Task to carry out: Render all of the material below as a numbered list, leaving out any blank lines.

Given records:
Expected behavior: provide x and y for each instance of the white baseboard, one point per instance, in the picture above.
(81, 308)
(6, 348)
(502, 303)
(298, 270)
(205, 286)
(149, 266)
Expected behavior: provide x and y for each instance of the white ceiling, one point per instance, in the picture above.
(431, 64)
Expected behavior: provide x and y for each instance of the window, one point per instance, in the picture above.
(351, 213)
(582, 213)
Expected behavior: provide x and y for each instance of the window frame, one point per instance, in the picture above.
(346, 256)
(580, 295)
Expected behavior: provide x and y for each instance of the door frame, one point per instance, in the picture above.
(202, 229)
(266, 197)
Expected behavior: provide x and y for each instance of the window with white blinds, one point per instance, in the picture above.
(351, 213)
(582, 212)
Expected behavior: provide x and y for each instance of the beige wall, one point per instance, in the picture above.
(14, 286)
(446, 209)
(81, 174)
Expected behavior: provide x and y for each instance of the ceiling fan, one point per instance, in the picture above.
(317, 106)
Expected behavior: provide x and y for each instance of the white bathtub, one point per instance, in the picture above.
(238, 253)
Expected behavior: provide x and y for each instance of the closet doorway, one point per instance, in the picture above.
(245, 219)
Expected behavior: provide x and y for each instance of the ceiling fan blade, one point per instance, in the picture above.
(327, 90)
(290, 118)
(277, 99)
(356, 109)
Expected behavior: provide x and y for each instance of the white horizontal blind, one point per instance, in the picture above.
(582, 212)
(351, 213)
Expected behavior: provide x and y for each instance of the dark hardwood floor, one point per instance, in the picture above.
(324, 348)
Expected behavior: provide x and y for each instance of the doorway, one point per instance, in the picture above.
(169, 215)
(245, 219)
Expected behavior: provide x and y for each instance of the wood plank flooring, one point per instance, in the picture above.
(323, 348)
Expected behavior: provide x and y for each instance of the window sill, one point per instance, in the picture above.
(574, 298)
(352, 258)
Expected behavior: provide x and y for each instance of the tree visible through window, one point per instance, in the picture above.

Reply to the task:
1. Expected behavior: provide x and y for each instance of the white baseboard, one point per instance, in the picture above.
2. (81, 308)
3. (6, 348)
4. (502, 303)
5. (298, 270)
6. (205, 286)
7. (149, 266)
8. Expected behavior: provide x and y for each instance of the white ceiling, one point per instance, in the picture above.
9. (431, 64)
10. Expected behavior: provide x and y for each instance of the window, one point per instance, in the picture above.
11. (351, 213)
12. (582, 213)
13. Expected behavior: provide x and y for each instance of the window frame, one point per instance, in the picture above.
14. (346, 256)
15. (580, 295)
16. Expected behavior: provide x and y for each instance of the door frame, one point per instance, in the picture above.
17. (202, 229)
18. (266, 197)
19. Expected behavior: provide x and y for each instance of the window with white blinds, one point per instance, in the picture above.
20. (351, 213)
21. (582, 212)
22. Expected behavior: provide x and y for each instance of the beige wall, one point per instance, in the picture above.
23. (14, 286)
24. (446, 209)
25. (81, 174)
26. Expected behavior: provide x and y for each instance of the ceiling fan, one point per instance, in the picture above.
27. (317, 106)
28. Expected behavior: provide x and y for each instance of the white bathtub, one point per instance, in the picture above.
29. (238, 253)
30. Expected behavior: provide x and y for each instance of the closet doorway, one point per instance, in the picture above.
31. (245, 219)
32. Expected behavior: provide x and y for each instance of the ceiling fan blade, one point per instance, in the picture above.
33. (327, 90)
34. (290, 118)
35. (277, 99)
36. (356, 109)
37. Expected behavior: provide x and y for each instance of the white horizontal blind, one point per instance, in the picture above.
38. (582, 212)
39. (351, 213)
40. Expected behavior: provide x and y for each instance of the dark hardwood floor, one point per instance, in the picture above.
41. (324, 348)
42. Expected behavior: provide x and y for each instance of the doorway, one point per instance, in the picture above.
43. (169, 215)
44. (245, 219)
45. Expected behavior: provide x and y for each instance of the wood plank flooring, one point per instance, in the picture above.
46. (323, 348)
47. Expected behavior: provide x and y for each instance of the window sill, one point per instance, in the picture above.
48. (574, 298)
49. (352, 258)
50. Expected behavior: provide x and y for each instance of the tree visible through window, one point per instance, in the picture above.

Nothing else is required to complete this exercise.